- **Work instructions**: Copy out every line of the data below, changing nothing.

- **Input rows**:
** Begin **

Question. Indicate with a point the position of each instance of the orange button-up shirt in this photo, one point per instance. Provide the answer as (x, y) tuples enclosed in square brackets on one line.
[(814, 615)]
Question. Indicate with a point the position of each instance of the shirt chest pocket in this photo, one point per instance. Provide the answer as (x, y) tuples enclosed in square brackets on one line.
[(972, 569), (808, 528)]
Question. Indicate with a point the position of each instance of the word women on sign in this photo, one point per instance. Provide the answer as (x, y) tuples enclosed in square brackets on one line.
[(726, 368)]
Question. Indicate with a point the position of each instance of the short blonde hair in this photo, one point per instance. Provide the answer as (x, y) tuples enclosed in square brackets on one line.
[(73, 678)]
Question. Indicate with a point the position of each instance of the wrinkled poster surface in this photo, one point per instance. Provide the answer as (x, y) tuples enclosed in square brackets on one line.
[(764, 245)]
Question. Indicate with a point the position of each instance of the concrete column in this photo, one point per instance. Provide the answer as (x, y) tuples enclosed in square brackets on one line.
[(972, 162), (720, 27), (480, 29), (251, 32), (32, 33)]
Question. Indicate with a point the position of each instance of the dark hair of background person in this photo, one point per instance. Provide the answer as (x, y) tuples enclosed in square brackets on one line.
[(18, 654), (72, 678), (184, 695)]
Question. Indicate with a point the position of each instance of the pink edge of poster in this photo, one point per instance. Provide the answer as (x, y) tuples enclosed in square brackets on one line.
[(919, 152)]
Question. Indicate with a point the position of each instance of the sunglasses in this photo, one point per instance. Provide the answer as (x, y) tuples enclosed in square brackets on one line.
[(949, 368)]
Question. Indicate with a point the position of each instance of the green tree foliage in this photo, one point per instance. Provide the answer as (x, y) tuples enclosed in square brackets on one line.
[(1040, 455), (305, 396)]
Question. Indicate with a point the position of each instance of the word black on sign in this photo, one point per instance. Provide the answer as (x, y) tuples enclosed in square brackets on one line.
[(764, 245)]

** End **

- **Task solution**:
Question. Indicate with a point the position of each instance of the orange button-up shirt in this photo, one point per instance. Provide the answer as (x, y) tuples enclosed in square brackets on one line.
[(814, 615)]
Question. Indicate with a point the position of each instance of the shirt chest pocket in this photo, one point per instance. Provide the answer as (x, y) tuples enclosed in square brackets on one line.
[(972, 569), (808, 528)]
Question. Indicate with a point the position of each instance of the word women on sign in this photo, one point per instance. Provide the answer as (x, y) tuples enclosed in square brackets on one line.
[(726, 368)]
Question. Indicate with a point the position of each instance of the short blonde hair in this photo, one point per instance. Provide the answer as (x, y) tuples enclosed in square brackets on one line.
[(73, 678)]
Question. Indicate with a point the position of each instance of the wrinkled poster surface in this photo, one point per instance. Provide the answer as (x, y) tuples enclosed in square brackets on one line.
[(764, 245)]
Question. Indicate with a point the position of each instance of the concrete column in this photo, one point per instance. Provide the answer as (x, y) tuples enclosed in square brackets on one line.
[(972, 162), (720, 27), (480, 29), (251, 32), (32, 33)]
Question. Indicate with a point the position of each instance of the dark hair of background person in this photo, one point per instance. Provide the answer as (x, y) tuples enclosed in square brackets on one line.
[(18, 654), (72, 678), (184, 695)]
Question. Indicate with a point the position of each instance of the pink edge of poster in this photo, one point per instance. Provide the answer as (x, y) tuples enclosed in square brackets on one line.
[(919, 152)]
Question. Indicate with a point the position of each instance of the sunglasses in this photo, one point per instance. Provide the answer as (x, y) tuples enclosed in square brackets on one line.
[(949, 368)]
Question. Indicate with a point the position of each instance of the green tree foliage in this photo, one point per instance. Provide the answer as (x, y) tuples enclosed in square brackets on one line.
[(1040, 455), (305, 396)]
Question. Indicate with a point the position of each instance of the word black on sign in this photo, one point per instance. Provide the answer as (x, y) tuples enclosed in square brackets on one line.
[(764, 245)]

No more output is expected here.